**INSTRUCTION:**
Pull out every line of the listing below that contains the string "blue", and copy each one unchanged.

**DATA SECTION:**
------------------------

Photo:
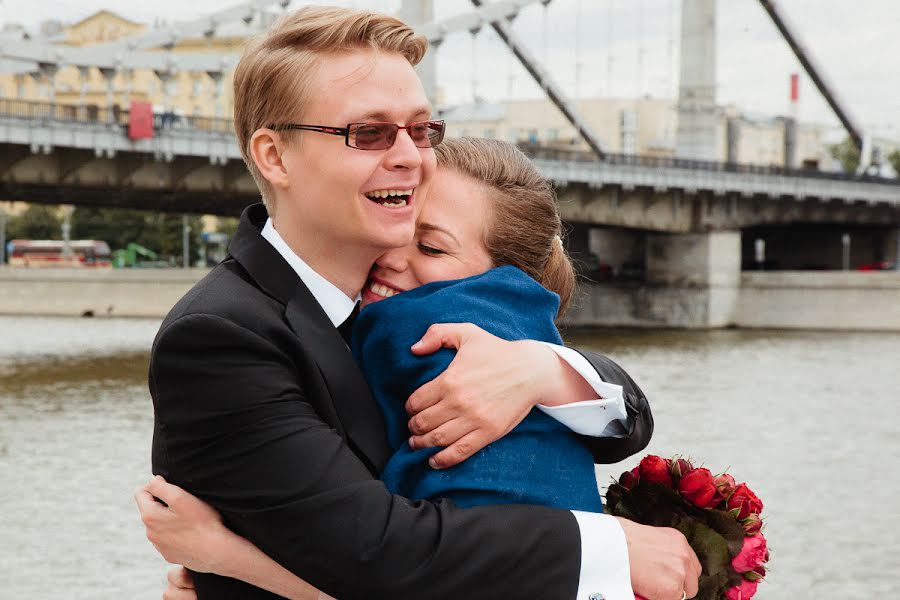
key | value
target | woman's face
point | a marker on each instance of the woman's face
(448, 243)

------------------------

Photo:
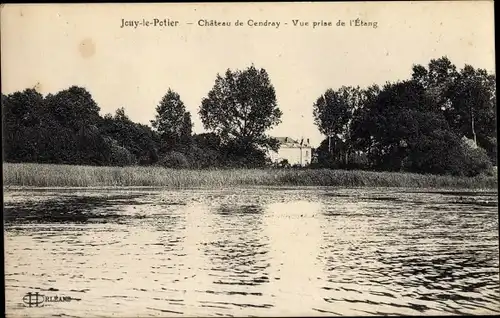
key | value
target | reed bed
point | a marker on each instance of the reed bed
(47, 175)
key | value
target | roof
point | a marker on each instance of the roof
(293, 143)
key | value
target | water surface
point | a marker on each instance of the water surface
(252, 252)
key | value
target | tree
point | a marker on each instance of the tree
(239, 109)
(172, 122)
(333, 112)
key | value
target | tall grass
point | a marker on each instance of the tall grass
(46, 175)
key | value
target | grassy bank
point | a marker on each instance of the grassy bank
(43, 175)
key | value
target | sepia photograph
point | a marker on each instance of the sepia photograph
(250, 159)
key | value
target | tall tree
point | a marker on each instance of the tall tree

------------------------

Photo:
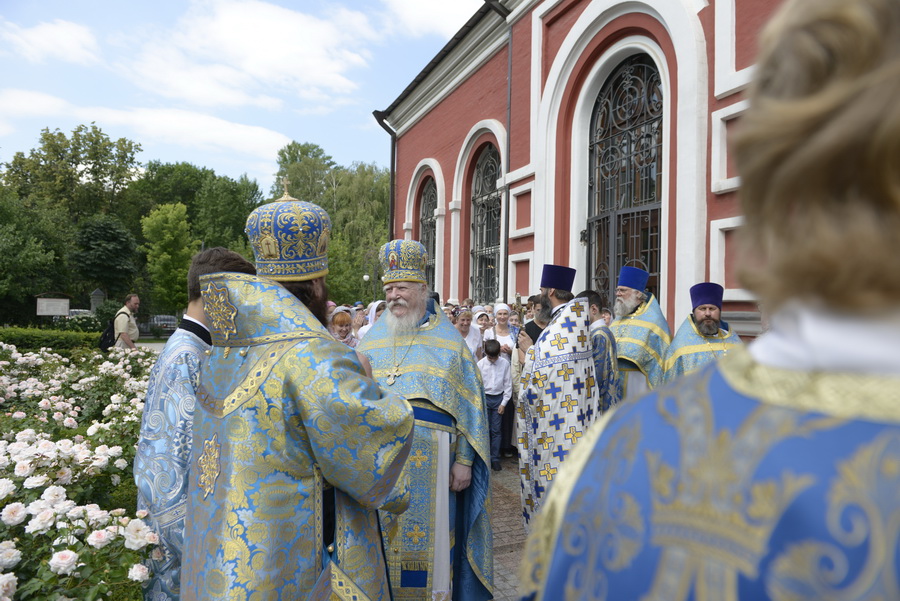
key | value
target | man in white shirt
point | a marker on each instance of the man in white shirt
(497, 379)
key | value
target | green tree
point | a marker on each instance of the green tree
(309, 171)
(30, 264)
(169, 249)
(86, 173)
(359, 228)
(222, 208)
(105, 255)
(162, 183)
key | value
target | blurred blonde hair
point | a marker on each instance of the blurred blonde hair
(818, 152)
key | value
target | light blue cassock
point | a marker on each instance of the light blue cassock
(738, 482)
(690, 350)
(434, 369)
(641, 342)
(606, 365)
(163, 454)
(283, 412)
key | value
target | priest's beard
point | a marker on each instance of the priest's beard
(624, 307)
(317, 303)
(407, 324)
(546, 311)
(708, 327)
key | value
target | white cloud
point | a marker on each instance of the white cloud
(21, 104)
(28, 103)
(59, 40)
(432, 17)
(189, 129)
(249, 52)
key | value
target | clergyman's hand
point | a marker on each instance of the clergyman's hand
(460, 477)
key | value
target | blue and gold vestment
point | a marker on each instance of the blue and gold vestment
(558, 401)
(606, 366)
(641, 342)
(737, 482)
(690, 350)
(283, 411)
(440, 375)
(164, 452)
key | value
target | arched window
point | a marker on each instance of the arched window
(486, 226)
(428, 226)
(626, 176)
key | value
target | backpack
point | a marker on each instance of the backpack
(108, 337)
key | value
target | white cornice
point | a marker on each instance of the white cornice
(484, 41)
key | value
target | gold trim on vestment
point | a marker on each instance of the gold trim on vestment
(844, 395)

------------------------

**EXERCISE OUTPUT:**
target | light blue cassock
point | a marker on each instance of the light blue cassock
target | blue and gold vestment
point | a marker on each instance of the blue and gold vestment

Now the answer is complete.